[start]

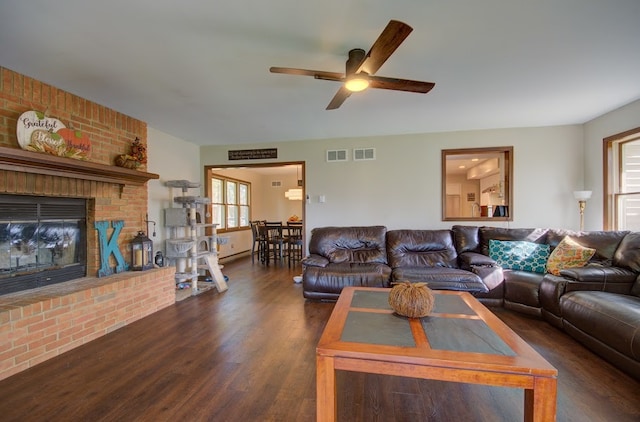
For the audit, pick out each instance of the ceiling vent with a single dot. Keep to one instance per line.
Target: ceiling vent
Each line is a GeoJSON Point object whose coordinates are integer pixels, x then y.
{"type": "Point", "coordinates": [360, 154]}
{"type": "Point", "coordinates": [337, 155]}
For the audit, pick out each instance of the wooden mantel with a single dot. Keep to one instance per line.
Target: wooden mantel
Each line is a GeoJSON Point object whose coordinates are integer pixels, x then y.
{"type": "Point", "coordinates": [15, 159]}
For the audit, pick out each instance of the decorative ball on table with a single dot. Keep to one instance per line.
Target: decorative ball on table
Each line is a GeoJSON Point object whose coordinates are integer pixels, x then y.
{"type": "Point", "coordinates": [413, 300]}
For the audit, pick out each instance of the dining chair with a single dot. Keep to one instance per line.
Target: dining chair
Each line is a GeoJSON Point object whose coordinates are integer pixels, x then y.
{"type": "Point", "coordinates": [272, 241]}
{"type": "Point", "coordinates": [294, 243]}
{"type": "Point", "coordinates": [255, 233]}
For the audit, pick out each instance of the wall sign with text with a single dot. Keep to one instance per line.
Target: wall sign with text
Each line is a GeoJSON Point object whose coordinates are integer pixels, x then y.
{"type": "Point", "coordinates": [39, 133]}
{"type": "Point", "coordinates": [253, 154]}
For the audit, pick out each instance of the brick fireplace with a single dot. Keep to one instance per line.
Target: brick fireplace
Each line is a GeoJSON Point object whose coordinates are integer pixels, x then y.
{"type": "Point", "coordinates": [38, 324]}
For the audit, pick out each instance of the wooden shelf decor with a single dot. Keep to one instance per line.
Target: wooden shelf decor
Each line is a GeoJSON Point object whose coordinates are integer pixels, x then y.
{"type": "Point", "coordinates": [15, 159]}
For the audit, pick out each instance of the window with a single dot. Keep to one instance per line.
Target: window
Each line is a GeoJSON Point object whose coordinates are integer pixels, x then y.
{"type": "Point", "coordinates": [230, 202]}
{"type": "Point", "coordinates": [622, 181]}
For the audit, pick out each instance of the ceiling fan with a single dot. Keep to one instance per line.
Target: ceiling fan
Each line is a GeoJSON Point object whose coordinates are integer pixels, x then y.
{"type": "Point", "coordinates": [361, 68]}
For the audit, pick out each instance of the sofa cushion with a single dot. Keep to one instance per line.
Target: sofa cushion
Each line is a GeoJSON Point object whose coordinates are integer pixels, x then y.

[end]

**EXERCISE DESCRIPTION**
Rewrite every item above with "audit" changed to "inventory" and all other text kept the same. Omit the pictures.

**ANSWER TO THE TASK**
For the inventory, pick out each instance of the ceiling vent with a single dot. Keep to one instance per line.
Target: ceiling vent
Each line is a GeoJSON Point object whose coordinates are integer pixels, x then y.
{"type": "Point", "coordinates": [360, 154]}
{"type": "Point", "coordinates": [337, 155]}
For the inventory, pick out each instance of the wooden mantel with a single dot. Keep to one instance per line.
Target: wooden mantel
Each line is a GeoJSON Point object whose coordinates are integer pixels, x then y.
{"type": "Point", "coordinates": [15, 159]}
For the inventory, pick out each instance of the decorative ball on table with a single dot. Keep to one instance per line.
Target: decorative ball on table
Each line is a GeoJSON Point object whose coordinates are integer pixels, x then y.
{"type": "Point", "coordinates": [413, 300]}
For the inventory, pick out each instance of the dining chair with a single dot. Keep to one instance per line.
Target: dining chair
Each line is a GeoJSON Point object whose coordinates are integer pixels, x then y.
{"type": "Point", "coordinates": [272, 241]}
{"type": "Point", "coordinates": [294, 243]}
{"type": "Point", "coordinates": [255, 233]}
For the inventory, pick out each instance of the wall sign with text with a single dot. Keep to one instance per line.
Target: wall sign with text
Each line is a GeoJSON Point object whose coordinates are integer pixels, x then y.
{"type": "Point", "coordinates": [39, 133]}
{"type": "Point", "coordinates": [253, 154]}
For the inventory, pick out each instance of the brick fireplace with a single dot. Keep to one instance per line.
Target: brick fireplace
Each line is a GeoJSON Point object whose coordinates are integer pixels, x then y.
{"type": "Point", "coordinates": [38, 324]}
For the inventory, pick out each instance of the wooden shelf decor with a single dot. Keep to one instance per line.
Target: wooden shelf decor
Each line is a GeoJSON Point object whose coordinates are integer pixels, x then y.
{"type": "Point", "coordinates": [15, 159]}
For the inventory, pick out each instance of the window with a single dot. Keep to one instance per line.
Target: window
Each line is a GeoJSON Point object whose coordinates are integer pixels, x then y.
{"type": "Point", "coordinates": [230, 202]}
{"type": "Point", "coordinates": [622, 181]}
For the inventory, pick out each instance of the ceiling fan with a single dot. Keep to one instance per line.
Target: ceiling fan
Each line is a GeoJSON Point object whose coordinates are integer pixels, x then y.
{"type": "Point", "coordinates": [361, 68]}
For the inventory, pick out each instance of the sofa cushion with a single dot. Keep to one instance per line.
Target: sofa cushion
Each line is a GeoJSON Point object whose coordinates are integer pixels, x then y.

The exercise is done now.